[Excerpts from point annotation data]
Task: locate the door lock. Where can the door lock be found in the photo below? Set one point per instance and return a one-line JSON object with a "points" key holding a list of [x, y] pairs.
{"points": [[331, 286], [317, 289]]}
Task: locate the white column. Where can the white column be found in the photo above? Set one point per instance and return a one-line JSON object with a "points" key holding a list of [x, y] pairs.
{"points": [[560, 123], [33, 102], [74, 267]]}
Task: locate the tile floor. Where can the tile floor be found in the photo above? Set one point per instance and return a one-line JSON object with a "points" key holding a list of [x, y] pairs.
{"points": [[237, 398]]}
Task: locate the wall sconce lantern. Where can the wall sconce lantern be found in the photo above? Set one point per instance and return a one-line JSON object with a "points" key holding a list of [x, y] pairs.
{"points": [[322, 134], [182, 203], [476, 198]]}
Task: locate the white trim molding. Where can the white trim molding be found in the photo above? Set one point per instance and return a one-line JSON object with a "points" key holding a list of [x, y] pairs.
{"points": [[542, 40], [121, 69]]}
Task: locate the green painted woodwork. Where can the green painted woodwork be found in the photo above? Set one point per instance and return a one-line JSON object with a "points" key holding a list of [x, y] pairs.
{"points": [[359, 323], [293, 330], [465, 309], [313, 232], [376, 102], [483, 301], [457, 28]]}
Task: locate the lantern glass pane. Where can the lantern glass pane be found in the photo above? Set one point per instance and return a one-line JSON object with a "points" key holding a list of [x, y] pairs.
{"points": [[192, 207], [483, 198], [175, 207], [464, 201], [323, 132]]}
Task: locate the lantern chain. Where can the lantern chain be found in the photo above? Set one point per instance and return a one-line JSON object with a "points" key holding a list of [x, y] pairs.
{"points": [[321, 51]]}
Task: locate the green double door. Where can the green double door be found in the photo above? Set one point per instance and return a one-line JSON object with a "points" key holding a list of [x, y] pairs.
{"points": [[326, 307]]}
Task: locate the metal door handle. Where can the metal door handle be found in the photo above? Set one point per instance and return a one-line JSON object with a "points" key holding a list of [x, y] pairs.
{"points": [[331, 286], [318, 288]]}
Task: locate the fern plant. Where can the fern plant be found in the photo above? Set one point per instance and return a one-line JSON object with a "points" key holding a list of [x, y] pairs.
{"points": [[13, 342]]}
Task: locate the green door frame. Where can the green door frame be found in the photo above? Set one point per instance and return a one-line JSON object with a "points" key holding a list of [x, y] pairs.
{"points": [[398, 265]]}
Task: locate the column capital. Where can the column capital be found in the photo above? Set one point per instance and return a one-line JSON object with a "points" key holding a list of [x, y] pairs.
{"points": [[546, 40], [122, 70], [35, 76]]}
==
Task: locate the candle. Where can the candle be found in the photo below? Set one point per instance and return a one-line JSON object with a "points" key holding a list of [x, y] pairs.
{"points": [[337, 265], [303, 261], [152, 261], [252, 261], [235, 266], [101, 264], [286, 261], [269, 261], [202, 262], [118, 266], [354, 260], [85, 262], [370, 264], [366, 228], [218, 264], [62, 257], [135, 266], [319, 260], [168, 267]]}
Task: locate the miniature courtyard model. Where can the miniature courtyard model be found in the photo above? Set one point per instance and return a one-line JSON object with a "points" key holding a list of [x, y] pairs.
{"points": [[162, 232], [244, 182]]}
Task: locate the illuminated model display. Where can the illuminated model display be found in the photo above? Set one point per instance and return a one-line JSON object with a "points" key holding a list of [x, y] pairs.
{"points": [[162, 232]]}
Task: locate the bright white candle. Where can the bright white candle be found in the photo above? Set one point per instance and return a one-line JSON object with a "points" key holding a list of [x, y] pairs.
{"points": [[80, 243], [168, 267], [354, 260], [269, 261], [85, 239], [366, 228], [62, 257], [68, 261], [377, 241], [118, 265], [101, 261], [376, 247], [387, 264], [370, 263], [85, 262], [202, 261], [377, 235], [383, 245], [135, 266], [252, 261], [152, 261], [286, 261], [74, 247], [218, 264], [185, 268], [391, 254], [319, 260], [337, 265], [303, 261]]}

WHAT YOU SHOULD DO: Please find each line in the entries above that contains the word "column" and copy every such line in full.

CORRECT RESPONSE:
Task: locate the white column. Where can the white column be found in the photo above? Set one point per instance and return a one-line JSON object with a "points" key holding a list of [x, y] pairs.
Task: locate the column capital. Where can the column capital be found in the photo above? Set one point per instance and return a one-line JSON object with a "points" key holding a list of [x, y] pairs.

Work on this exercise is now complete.